This likely requires integrating policy checks *within* the agent's interaction loop with the LLM, possibly using dedicated content safety filters or extending the OPA/sidecar model to mediate LLM calls.
### 8.4 Graph-Based Authorization
Agent interactions can become complex graphs involving delegation, resource ownership, and multi-step workflows (Agent A, acting for User B, needs Skill C to access Data D owned by Team E). Standard RBAC/ABAC might struggle. Graph-based authorization models (like Google Zanzibar, OpenFGA, or extending OPA with graph data) could represent and enforce these complex relationships more effectively.
### 8.5 Developer Experience
While this infrastructure provides power, it also introduces complexity. Simplifying the developer experience is crucial:
- Tools for bootstrapping new agents integrated with the control plane.
- Easier ways to define, test, and deploy policies (Policy-as-Code).

# # # # # # #

◆ ACTIVITY 1: Summarize the passage on agent authorization in two sentences.
◆ ACTIVITY 2:
Answer these questions about the passage on agent authorization.
(a) Which standard authorization approaches might struggle with complex agent interaction graphs?
(b) Which graph-based authorization models or approaches does the passage name?
(c) What term appears in parentheses after the point about defining, testing, and deploying policies?
◆ ACTIVITY 3: Extend the passage on agent authorization, picking up after its final line.

◆ Natural-language object grounding data:

# # # # # # #

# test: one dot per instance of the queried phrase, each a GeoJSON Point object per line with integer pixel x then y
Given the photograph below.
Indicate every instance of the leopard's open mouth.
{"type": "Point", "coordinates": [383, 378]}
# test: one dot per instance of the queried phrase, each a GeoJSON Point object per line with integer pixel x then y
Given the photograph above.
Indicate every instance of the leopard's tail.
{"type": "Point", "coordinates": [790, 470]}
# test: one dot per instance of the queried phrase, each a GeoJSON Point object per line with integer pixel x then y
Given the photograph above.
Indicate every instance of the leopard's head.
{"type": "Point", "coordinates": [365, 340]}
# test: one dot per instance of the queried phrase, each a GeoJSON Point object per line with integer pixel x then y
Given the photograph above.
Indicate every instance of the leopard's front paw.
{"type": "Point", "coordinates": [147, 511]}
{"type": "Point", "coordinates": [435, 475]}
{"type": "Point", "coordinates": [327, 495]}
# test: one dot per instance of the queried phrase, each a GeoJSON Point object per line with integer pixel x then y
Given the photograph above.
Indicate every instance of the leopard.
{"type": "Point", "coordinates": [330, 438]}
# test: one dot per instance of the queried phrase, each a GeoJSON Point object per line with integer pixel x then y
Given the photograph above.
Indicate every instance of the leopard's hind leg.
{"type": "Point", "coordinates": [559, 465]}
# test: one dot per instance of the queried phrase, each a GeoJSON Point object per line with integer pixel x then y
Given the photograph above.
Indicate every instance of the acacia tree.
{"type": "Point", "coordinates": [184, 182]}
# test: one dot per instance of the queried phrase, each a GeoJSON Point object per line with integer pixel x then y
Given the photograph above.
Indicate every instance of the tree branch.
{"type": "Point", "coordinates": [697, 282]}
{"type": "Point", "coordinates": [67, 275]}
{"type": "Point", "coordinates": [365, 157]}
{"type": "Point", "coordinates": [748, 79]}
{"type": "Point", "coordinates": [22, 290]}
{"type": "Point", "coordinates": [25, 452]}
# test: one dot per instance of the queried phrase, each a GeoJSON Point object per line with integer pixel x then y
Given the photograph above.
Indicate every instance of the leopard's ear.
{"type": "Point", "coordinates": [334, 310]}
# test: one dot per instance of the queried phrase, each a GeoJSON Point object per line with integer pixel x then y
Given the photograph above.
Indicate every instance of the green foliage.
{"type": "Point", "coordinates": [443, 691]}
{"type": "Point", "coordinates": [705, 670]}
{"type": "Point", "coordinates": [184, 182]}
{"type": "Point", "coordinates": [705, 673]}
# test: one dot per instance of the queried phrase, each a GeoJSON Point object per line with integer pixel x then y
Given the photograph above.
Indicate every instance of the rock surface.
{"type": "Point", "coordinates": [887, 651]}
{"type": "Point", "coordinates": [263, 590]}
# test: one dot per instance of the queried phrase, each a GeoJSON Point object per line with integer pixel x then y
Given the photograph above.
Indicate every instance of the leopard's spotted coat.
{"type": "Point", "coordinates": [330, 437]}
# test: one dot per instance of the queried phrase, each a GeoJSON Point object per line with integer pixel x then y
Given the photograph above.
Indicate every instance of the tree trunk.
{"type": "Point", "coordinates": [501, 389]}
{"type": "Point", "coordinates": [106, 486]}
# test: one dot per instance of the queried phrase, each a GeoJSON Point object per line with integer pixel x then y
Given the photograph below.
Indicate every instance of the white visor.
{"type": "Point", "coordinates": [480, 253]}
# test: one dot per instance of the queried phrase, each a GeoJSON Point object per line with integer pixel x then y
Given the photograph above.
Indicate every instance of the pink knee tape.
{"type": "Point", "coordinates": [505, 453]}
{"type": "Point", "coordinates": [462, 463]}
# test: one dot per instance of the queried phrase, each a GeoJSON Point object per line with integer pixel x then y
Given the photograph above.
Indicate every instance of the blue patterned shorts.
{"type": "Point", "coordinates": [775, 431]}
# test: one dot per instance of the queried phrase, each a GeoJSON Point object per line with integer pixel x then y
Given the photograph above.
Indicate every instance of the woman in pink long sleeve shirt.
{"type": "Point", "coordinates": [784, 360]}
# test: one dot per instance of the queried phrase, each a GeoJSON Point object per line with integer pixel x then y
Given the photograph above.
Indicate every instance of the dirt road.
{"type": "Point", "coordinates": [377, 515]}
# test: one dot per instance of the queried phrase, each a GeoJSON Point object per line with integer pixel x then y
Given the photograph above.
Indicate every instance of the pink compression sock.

# # # # # # #

◆ ANSWER BOX 1: Policy checks likely need to be built into the agent's interaction loop with the LLM, possibly through dedicated content safety filters or by extending the OPA/sidecar model to mediate LLM calls. Agent interactions can form complex graphs that standard RBAC/ABAC might struggle with, so graph-based models such as Google Zanzibar or OpenFGA could enforce these relationships more effectively, and because this infrastructure adds complexity, simplifying the developer experience is crucial.

◆ ANSWER BOX 2:
(a) Standard RBAC/ABAC.
(b) Google Zanzibar, OpenFGA, and extending OPA with graph data.
(c) Policy-as-Code.

◆ ANSWER BOX 3:
- Streamlined management of agent identities and credentials.
- Integrated observability dashboards tailored for agent interactions.
- Seamless integration into existing CI/CD pipelines and developer platforms.
## Conclusion
As AI agents move from experimental sidelines to critical business functions, the need for a robust, standardized control plane is no longer optional—it's a necessity. Hand-rolled, per-agent solutions for identity, policy, and secrets are unsustainable; they introduce security risks, hinder scalability, and slow down development.
By adopting battle-tested patterns from the world of microservices and API gateways—leveraging standard protocols and tools like Auth0/SPIFFE for identity, OPA for policy enforcement, Vault for secure secrets management, and Envoy as a ubiquitous, observable sidecar—we can build the foundational infrastructure agents desperately need.
This "HTTP for Agents" provides:
- **Strong, Verifiable Identity:** Every agent action is attributable to a specific, authenticated identity.
- **Fine-grained Authorization:** Control agent access to skills, data, and tools based on their identity, type, team, environment, and other contextual factors via externalized policies.
- **Secure Secrets Management:** Eliminate hardcoded or long-lived credentials using short-lived, dynamically injected secrets.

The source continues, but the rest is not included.